* SELECTED TEXT:
-=-=-=-=-
As we all settle back to a “Nolympics” life – our existence bereft of wall to wall sporting excellence - we all have our individual favourite memories. Judging from comments the following day, every Brummie was bursting with pride whe the victorious triumvirate of Bolt, Blake and Weir all gave heartfelt thanks to Birmingham after their 200m sprint victories.
Their warm comments and their aftermath made me think about the nature of “brand Birmingham” and just whose job it is to promote that brand.
I have been to countless meetings where well-meaning, helpful people have exhorted us to “promote the city” and “big it up”, “shout about our successes” and so forth. We Brummies all look around slightly hopelessly and witter on about our first class facilities, proud inventive industrial heritage and superlative retail and entertainment offer. It’s true – as a city we boast many features and benefits. But it’s not for Brummies themselves to promote them: here’s why.
Fierce Earth has recently re-launched as Creative Shift. It has a shiny new website and a lovely brand livery made by the clever people at Orb. We employed Johnny Cullen of Euston Do You Copy to write our website copy. He, and the folks at Orb, kept asking us what other people would say about our services, what we thought the results were for our clients and what those clients said about our work.
-=-=-=-=-
* Location labeling records:
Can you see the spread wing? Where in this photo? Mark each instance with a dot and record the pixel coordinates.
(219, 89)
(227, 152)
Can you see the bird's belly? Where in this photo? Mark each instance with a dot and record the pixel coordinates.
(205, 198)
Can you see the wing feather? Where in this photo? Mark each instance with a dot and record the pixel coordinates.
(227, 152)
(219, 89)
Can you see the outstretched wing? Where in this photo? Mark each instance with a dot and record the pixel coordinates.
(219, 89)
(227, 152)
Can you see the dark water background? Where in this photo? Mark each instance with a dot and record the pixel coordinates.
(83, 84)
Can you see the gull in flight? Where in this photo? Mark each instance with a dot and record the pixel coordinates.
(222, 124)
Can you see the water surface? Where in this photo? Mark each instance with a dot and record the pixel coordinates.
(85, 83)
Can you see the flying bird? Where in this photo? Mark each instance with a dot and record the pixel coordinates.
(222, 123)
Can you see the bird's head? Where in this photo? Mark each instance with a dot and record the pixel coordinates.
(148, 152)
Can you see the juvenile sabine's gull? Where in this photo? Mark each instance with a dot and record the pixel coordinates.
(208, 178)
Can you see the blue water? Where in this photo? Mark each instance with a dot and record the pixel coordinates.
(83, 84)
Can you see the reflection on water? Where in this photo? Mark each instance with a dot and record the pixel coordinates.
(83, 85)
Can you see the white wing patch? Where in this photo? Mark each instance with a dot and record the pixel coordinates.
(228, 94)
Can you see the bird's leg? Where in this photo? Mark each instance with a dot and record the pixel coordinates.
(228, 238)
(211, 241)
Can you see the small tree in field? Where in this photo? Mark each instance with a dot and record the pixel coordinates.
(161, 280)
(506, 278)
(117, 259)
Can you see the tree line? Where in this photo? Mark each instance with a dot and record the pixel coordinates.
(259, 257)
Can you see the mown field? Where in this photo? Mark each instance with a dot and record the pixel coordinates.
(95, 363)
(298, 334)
-=-=-=-=-
* DIRECTION 1: Name the sprinters who, according to the piece on brand Birmingham, thanked Birmingham after their 200m victories.
* DIRECTION 2: Write out the passage from the piece on brand Birmingham that opens with the words containing "Their warm comments" and closes with "them: here’s why.".

* RIGHT ANSWER 1: Bolt, Blake, Weir

* RIGHT ANSWER 2:
Their warm comments and their aftermath made me think about the nature of “brand Birmingham” and just whose job it is to promote that brand.
I have been to countless meetings where well-meaning, helpful people have exhorted us to “promote the city” and “big it up”, “shout about our successes” and so forth. We Brummies all look around slightly hopelessly and witter on about our first class facilities, proud inventive industrial heritage and superlative retail and entertainment offer. It’s true – as a city we boast many features and benefits. But it’s not for Brummies themselves to promote them: here’s why.